### Required work:
Your answer must be an exact copy of the entries below, with every picture removed.

Start of Block

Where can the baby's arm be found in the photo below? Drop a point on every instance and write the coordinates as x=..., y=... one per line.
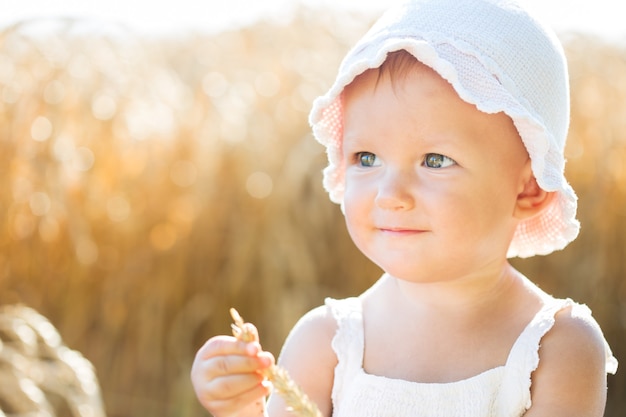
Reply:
x=308, y=357
x=226, y=376
x=570, y=380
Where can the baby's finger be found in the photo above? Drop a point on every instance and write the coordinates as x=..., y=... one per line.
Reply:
x=227, y=345
x=218, y=366
x=229, y=405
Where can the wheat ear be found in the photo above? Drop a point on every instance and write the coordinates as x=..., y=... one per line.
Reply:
x=297, y=401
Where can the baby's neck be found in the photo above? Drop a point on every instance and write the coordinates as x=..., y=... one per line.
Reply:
x=458, y=296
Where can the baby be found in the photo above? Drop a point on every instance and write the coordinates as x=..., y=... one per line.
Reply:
x=445, y=131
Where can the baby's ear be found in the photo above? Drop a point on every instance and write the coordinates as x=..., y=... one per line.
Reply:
x=532, y=199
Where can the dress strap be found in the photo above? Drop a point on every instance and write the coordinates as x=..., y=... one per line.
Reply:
x=348, y=342
x=523, y=359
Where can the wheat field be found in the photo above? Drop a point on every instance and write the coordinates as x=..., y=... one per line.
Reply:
x=148, y=184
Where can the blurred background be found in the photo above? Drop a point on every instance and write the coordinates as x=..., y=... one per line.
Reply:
x=152, y=179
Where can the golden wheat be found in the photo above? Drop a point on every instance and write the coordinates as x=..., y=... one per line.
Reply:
x=297, y=401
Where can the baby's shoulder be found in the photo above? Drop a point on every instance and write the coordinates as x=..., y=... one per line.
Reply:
x=575, y=331
x=573, y=360
x=314, y=329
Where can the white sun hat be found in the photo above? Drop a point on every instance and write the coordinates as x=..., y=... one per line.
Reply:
x=498, y=58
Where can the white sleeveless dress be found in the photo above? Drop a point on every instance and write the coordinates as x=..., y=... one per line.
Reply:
x=503, y=391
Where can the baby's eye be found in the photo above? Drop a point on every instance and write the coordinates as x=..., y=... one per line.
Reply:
x=367, y=159
x=435, y=160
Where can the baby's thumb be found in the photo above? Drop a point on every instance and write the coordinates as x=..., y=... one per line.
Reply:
x=250, y=332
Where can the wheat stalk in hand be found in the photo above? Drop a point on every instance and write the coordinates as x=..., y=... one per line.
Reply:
x=292, y=394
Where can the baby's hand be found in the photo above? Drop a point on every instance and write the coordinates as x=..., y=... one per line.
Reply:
x=227, y=376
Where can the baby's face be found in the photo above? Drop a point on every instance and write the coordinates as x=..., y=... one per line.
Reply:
x=431, y=182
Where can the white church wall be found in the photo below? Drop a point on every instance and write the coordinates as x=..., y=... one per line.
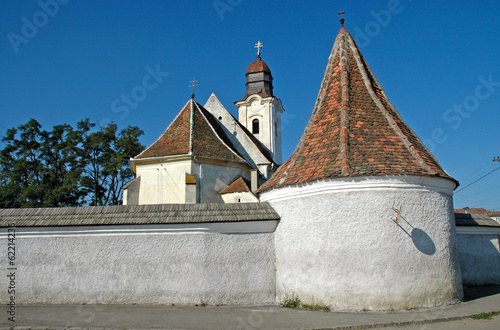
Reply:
x=217, y=263
x=163, y=182
x=216, y=177
x=479, y=250
x=337, y=245
x=240, y=197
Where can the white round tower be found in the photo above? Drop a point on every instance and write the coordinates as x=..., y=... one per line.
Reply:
x=366, y=210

End of Block

### Answer below:
Where can the baby's arm be found in the photo below? Drop a point on every instance and write the coordinates as x=..., y=... one per line.
Reply:
x=308, y=357
x=226, y=376
x=570, y=380
Where can the baby's finger be found in the photo above? Drop a point on every instance and write the coordinates as x=..., y=... one per line.
Reply:
x=227, y=345
x=218, y=366
x=229, y=405
Where can the wheat ear be found in the photo above? Drop a point on every instance and write the coordinates as x=..., y=... one per line.
Reply:
x=297, y=401
Where can the baby's neck be found in the photo above? Drop a point on every instance and write the coordinates as x=..., y=... one per line.
Reply:
x=458, y=296
Where can the baby be found in the photo above? Drop a point on every instance and write the coordinates as x=..., y=... one per line.
Reply:
x=445, y=131
Where can the baby's ear be found in the photo above? Drop a point on every instance and write the coordinates as x=..., y=... one per line.
Reply:
x=532, y=199
Where can the dress strap be found in the photo above? Drop a point on every instance and write the coordinates as x=..., y=... one per line.
Reply:
x=348, y=342
x=523, y=359
Where can the wheat field be found in the photo above? Drop a point on every instance and write the coordinates as x=..., y=... one per line.
Reply:
x=148, y=184
Where can the blurred background be found in the photo above? Drop a point on every instance and write the coordinates as x=..., y=... one per line.
Reply:
x=152, y=179
Where can the golden wheat be found in the photo above? Drop a point on every instance and write the coordinates as x=..., y=... one per line.
Reply:
x=297, y=401
Where can the baby's shoulder be found in the photo above? Drop a point on every instance and write the coordinates as x=..., y=... one per line.
Reply:
x=575, y=331
x=573, y=360
x=314, y=329
Where can the white sun hat be found in the photo above? Drop a point on every instance and write the coordinates as x=..., y=... one per line.
Reply:
x=498, y=58
Where can the white sleeveless dress be found in the photo above? Drop a point on every instance and write the coordinates as x=..., y=... one per line.
Reply:
x=503, y=391
Where can the baby's eye be found in the photo above? Drop a point on every instance and write the coordinates as x=..., y=... one per line.
Reply:
x=367, y=159
x=435, y=160
Where can the baby's thumb be found in the photo above? Drop a point on every instance and write the coordinates as x=..., y=... one per line.
Reply:
x=250, y=332
Where can the wheat stalk in hand be found in the photo above? Drop a point on every instance and write the coordinates as x=..., y=... one per line.
Reply:
x=292, y=394
Where can the baby's hand be found in the photo above? Drop a point on every instance and write the coordinates as x=..., y=... one per line.
Reply:
x=227, y=376
Where can the baby's face be found in the photo above? Drop a point on every instance and write the coordinates as x=..., y=... one per line.
Reply:
x=431, y=182
Where can the white church wall be found in the photo below? Drop a point on every instance and write the coordinates as x=..., y=... one per line.
Reply:
x=217, y=263
x=163, y=182
x=216, y=177
x=479, y=250
x=337, y=245
x=240, y=197
Where can the white round tower be found in the photo above? Drop a point on every instance and write the coordinates as x=..., y=... one per line.
Reply:
x=366, y=210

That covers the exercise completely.